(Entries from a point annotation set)
════════════════════
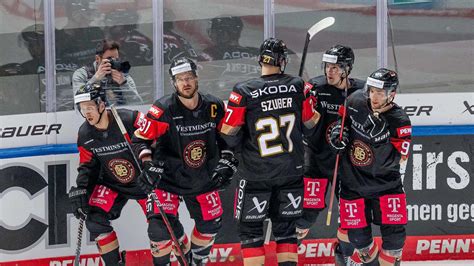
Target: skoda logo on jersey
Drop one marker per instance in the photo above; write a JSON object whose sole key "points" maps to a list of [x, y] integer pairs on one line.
{"points": [[273, 90]]}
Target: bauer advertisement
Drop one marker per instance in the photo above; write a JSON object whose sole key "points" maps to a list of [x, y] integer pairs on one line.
{"points": [[36, 221]]}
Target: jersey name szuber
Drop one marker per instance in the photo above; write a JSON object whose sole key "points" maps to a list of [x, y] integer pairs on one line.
{"points": [[280, 103], [272, 90], [109, 148], [193, 128]]}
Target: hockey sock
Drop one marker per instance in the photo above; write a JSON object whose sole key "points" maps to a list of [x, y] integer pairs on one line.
{"points": [[185, 245], [368, 255], [390, 257], [108, 248], [253, 256], [201, 245], [161, 252], [287, 254], [344, 249], [301, 233]]}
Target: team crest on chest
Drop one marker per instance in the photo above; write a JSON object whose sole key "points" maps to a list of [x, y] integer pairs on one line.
{"points": [[328, 131], [123, 170], [361, 154], [195, 153]]}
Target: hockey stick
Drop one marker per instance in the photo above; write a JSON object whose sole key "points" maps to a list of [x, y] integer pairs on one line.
{"points": [[319, 26], [152, 194], [79, 238], [336, 166]]}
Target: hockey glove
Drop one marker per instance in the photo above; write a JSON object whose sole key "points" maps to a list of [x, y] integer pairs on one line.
{"points": [[79, 201], [314, 95], [339, 144], [225, 169], [374, 125], [150, 177]]}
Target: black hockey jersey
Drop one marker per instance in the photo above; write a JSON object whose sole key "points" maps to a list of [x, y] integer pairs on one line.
{"points": [[105, 158], [265, 116], [319, 159], [187, 141], [371, 164]]}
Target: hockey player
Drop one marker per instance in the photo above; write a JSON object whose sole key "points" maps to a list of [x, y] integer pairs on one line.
{"points": [[330, 90], [377, 133], [265, 118], [190, 160], [107, 173]]}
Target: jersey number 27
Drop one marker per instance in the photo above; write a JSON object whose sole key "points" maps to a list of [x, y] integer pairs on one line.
{"points": [[274, 125]]}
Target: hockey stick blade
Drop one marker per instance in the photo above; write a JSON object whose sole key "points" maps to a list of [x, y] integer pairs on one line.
{"points": [[80, 230], [320, 25]]}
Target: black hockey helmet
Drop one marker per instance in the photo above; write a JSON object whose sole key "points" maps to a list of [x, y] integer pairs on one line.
{"points": [[230, 25], [181, 65], [89, 92], [340, 55], [383, 78], [273, 52]]}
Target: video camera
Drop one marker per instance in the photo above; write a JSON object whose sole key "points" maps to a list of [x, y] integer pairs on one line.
{"points": [[118, 65]]}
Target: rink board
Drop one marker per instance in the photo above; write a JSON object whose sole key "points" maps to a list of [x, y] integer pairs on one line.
{"points": [[310, 252], [36, 227]]}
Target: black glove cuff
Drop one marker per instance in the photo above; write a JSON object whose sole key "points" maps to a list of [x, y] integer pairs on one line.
{"points": [[77, 192]]}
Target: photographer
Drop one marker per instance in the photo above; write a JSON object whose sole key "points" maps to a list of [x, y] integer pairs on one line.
{"points": [[111, 73]]}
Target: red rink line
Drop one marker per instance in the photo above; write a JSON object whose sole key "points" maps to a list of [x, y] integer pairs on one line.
{"points": [[312, 251]]}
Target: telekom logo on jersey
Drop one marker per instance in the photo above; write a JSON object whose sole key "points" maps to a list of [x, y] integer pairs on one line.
{"points": [[212, 199], [313, 187], [273, 90], [393, 203]]}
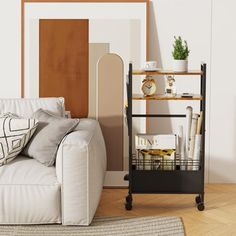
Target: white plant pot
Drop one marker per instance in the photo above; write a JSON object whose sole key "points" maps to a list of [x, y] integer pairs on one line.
{"points": [[180, 65]]}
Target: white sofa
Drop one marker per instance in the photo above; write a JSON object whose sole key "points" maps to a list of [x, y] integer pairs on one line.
{"points": [[69, 193]]}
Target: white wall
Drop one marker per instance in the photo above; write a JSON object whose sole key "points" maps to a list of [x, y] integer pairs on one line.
{"points": [[223, 93], [10, 48], [192, 20]]}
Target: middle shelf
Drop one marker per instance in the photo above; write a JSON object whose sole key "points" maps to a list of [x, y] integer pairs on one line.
{"points": [[164, 97]]}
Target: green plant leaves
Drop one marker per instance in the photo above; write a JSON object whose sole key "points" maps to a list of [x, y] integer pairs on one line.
{"points": [[181, 50]]}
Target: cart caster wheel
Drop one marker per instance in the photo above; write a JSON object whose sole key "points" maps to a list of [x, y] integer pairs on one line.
{"points": [[200, 206], [129, 199], [198, 199], [128, 206]]}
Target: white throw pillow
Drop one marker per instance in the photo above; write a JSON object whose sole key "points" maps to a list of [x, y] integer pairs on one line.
{"points": [[14, 135]]}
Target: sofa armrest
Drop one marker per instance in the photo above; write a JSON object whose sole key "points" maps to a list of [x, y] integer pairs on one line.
{"points": [[80, 167]]}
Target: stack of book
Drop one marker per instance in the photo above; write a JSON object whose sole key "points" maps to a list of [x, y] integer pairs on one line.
{"points": [[155, 151]]}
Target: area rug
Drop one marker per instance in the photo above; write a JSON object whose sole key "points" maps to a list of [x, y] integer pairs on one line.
{"points": [[161, 226]]}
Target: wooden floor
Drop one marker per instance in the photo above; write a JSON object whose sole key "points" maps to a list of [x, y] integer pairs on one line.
{"points": [[219, 217]]}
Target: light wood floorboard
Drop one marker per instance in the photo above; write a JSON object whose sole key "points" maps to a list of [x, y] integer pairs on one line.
{"points": [[219, 217]]}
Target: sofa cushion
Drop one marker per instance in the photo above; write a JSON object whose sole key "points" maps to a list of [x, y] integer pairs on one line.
{"points": [[49, 134], [29, 193], [27, 106], [14, 135]]}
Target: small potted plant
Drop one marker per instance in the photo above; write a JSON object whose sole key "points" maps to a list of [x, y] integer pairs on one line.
{"points": [[180, 55]]}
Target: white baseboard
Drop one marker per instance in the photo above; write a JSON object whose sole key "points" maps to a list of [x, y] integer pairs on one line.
{"points": [[115, 179]]}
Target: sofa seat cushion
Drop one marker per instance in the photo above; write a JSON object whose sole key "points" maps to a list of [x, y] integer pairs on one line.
{"points": [[29, 193]]}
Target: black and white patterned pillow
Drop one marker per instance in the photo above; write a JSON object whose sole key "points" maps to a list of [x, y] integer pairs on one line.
{"points": [[14, 135]]}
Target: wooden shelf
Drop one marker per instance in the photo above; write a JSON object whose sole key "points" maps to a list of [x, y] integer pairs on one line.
{"points": [[164, 97], [166, 72]]}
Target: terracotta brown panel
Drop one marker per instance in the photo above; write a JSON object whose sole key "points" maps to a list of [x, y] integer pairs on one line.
{"points": [[63, 63], [110, 108]]}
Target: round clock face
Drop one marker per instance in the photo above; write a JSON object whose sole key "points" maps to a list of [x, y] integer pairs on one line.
{"points": [[149, 87]]}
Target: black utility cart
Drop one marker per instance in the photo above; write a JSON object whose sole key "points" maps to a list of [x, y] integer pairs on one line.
{"points": [[175, 181]]}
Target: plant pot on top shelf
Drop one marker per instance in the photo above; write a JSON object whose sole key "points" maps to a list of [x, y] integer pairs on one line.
{"points": [[180, 55]]}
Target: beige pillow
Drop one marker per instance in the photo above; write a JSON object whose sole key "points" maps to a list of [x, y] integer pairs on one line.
{"points": [[49, 134]]}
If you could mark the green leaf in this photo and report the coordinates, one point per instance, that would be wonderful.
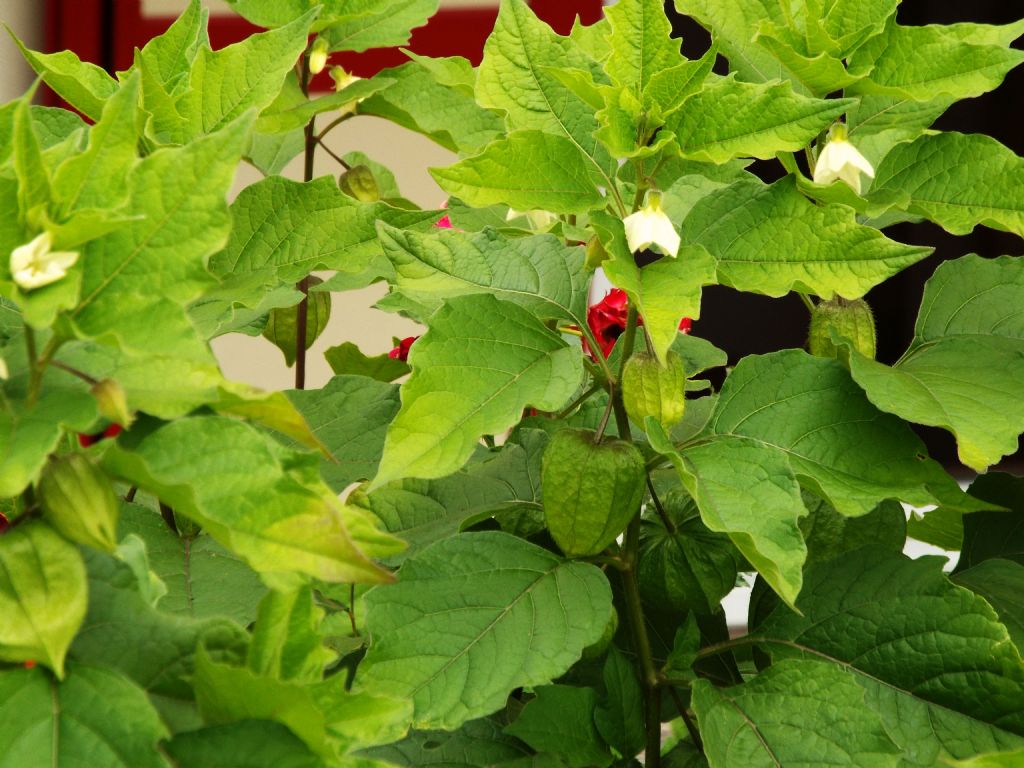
(175, 226)
(795, 713)
(685, 567)
(260, 500)
(349, 416)
(501, 590)
(620, 718)
(248, 743)
(505, 485)
(1001, 584)
(513, 78)
(956, 180)
(805, 407)
(249, 75)
(287, 643)
(966, 342)
(991, 760)
(528, 170)
(123, 631)
(202, 578)
(30, 433)
(665, 291)
(451, 399)
(42, 595)
(95, 717)
(923, 62)
(872, 613)
(830, 534)
(96, 178)
(81, 84)
(639, 36)
(368, 24)
(347, 358)
(747, 489)
(329, 719)
(771, 240)
(168, 57)
(446, 115)
(733, 25)
(283, 230)
(273, 121)
(538, 272)
(560, 720)
(476, 742)
(732, 119)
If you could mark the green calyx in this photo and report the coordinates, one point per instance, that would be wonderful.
(591, 491)
(650, 389)
(78, 501)
(850, 320)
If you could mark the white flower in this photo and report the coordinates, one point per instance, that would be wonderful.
(538, 219)
(317, 56)
(34, 264)
(650, 227)
(840, 160)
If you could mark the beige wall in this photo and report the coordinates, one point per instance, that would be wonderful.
(256, 360)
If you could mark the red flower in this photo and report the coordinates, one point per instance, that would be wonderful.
(400, 352)
(607, 321)
(90, 439)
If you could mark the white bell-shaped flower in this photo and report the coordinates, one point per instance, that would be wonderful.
(35, 265)
(650, 227)
(840, 160)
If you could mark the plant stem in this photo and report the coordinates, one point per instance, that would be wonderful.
(631, 588)
(307, 175)
(579, 401)
(328, 150)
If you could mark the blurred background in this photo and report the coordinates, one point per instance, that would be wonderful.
(105, 32)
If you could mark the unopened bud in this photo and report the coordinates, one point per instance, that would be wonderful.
(111, 401)
(317, 56)
(78, 500)
(358, 182)
(850, 320)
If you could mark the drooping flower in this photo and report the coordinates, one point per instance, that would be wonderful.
(607, 321)
(317, 56)
(34, 264)
(400, 352)
(651, 227)
(91, 439)
(840, 160)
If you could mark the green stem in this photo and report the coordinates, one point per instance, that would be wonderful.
(687, 720)
(302, 313)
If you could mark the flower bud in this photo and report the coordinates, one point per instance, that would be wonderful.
(852, 320)
(111, 401)
(358, 182)
(78, 500)
(317, 56)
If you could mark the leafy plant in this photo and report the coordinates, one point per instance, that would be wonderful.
(517, 555)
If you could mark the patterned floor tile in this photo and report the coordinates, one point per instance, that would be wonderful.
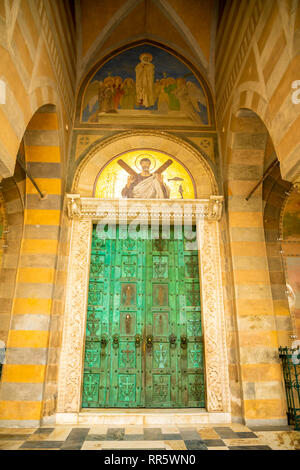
(130, 445)
(262, 447)
(152, 434)
(171, 437)
(14, 437)
(134, 430)
(243, 442)
(237, 427)
(98, 437)
(225, 432)
(169, 429)
(246, 435)
(41, 444)
(189, 434)
(90, 445)
(217, 448)
(26, 431)
(115, 434)
(60, 434)
(99, 429)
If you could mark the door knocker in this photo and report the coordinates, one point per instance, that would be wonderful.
(115, 341)
(183, 342)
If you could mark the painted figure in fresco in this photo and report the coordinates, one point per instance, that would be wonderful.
(146, 185)
(145, 81)
(129, 95)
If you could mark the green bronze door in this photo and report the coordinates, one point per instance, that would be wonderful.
(144, 336)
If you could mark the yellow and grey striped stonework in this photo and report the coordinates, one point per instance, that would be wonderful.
(263, 398)
(258, 58)
(24, 372)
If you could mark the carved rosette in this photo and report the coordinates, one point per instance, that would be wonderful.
(75, 318)
(217, 380)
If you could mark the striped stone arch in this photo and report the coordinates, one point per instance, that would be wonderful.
(258, 329)
(29, 372)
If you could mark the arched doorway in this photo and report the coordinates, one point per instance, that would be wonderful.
(86, 210)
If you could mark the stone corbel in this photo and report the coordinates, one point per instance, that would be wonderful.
(215, 206)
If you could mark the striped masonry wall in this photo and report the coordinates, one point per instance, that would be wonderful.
(274, 195)
(263, 394)
(21, 398)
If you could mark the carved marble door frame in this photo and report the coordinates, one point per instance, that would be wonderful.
(86, 211)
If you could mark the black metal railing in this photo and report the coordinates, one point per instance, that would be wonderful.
(290, 359)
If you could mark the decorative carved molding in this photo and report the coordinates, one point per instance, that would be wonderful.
(217, 380)
(120, 209)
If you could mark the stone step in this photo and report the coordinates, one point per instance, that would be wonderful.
(143, 417)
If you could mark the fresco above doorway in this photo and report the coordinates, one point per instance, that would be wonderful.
(145, 84)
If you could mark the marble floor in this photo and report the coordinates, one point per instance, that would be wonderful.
(107, 437)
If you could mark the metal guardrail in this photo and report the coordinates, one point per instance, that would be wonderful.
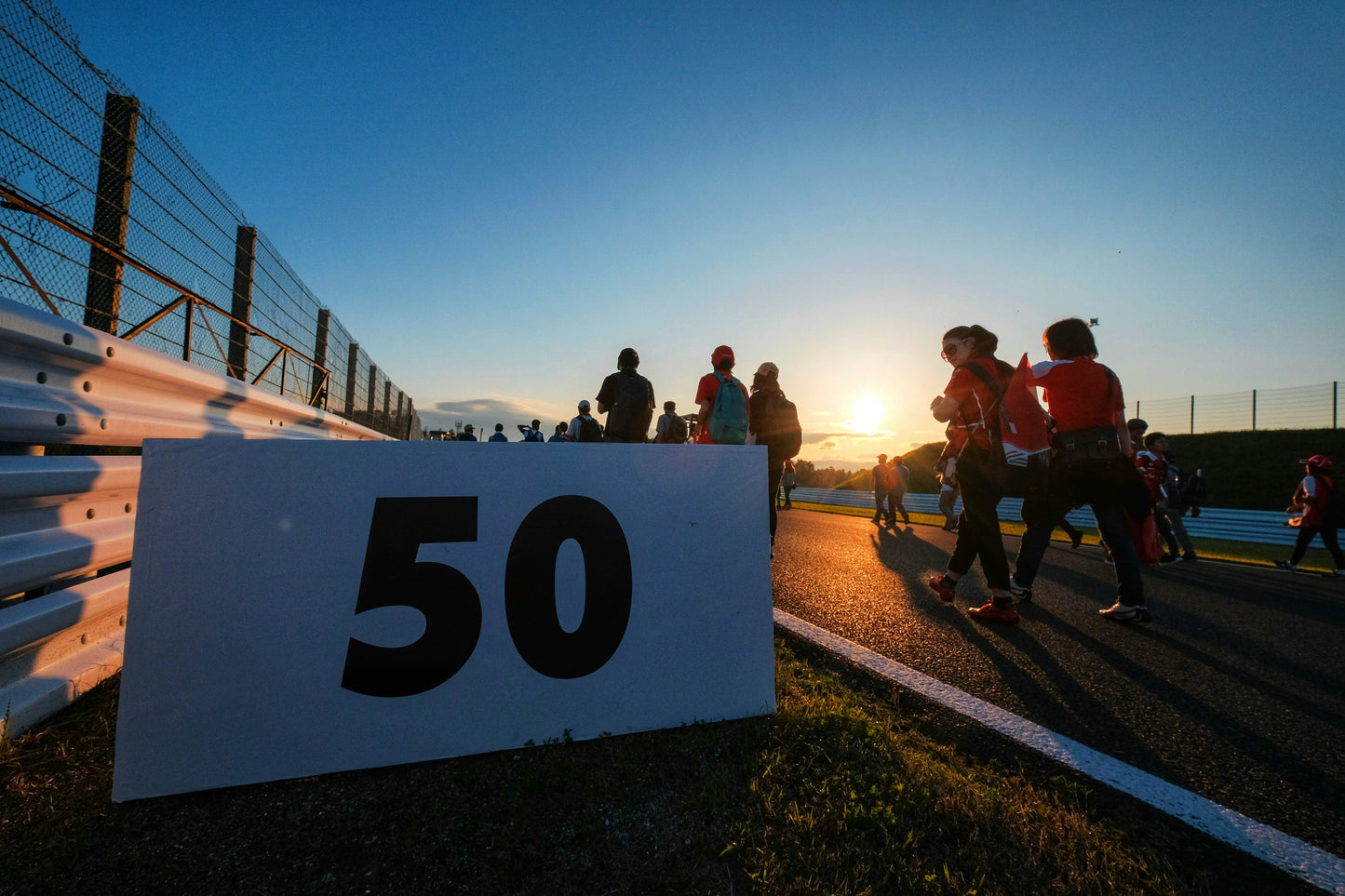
(67, 522)
(62, 382)
(1258, 527)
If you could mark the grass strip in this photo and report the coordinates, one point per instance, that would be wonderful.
(852, 787)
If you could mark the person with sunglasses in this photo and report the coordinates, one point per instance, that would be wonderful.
(967, 403)
(1093, 464)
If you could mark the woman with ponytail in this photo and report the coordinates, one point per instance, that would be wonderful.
(967, 403)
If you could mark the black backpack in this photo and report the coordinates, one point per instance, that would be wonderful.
(780, 429)
(632, 409)
(676, 432)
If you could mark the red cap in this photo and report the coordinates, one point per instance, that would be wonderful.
(1317, 461)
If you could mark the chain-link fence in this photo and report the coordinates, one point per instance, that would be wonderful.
(106, 220)
(1298, 408)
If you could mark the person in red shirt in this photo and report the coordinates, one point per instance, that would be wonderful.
(707, 391)
(966, 403)
(1087, 404)
(1321, 510)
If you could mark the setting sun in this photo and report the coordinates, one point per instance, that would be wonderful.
(868, 412)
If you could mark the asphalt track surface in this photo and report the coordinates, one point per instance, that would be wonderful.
(1235, 690)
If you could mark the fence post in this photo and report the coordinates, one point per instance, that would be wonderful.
(387, 398)
(245, 256)
(351, 365)
(320, 377)
(190, 307)
(372, 395)
(111, 211)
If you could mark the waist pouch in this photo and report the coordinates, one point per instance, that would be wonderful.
(1083, 448)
════════════════════
Set out exactly the run of lines that begins at the line holding "If you could mark the chain-link" and ends at the last line of the data.

If you could mark the chain-link fence in this photo and report the coordinates, one point per instance, that would be wonderful.
(106, 220)
(1298, 408)
If you could mark the person in red shirt in this photo and report the coordinates, one point per instance, that would be wonderful.
(707, 391)
(966, 403)
(1087, 404)
(1321, 510)
If you could mark the setting sun in this photo and report the coordinates, one point per instance, that would be wonderful.
(868, 412)
If you could mark the asphalt track surface in this photo and report the coordinates, one point per instance, that would be wonderful.
(1235, 690)
If you could mark the fence post in this photo and report the coordinates, one point per instance, that would be wonderful.
(387, 398)
(245, 256)
(351, 365)
(320, 377)
(190, 307)
(372, 395)
(111, 211)
If you could mark the waist pouch in this photo and report the coordinates, one point per instance, that would be wonderful.
(1083, 448)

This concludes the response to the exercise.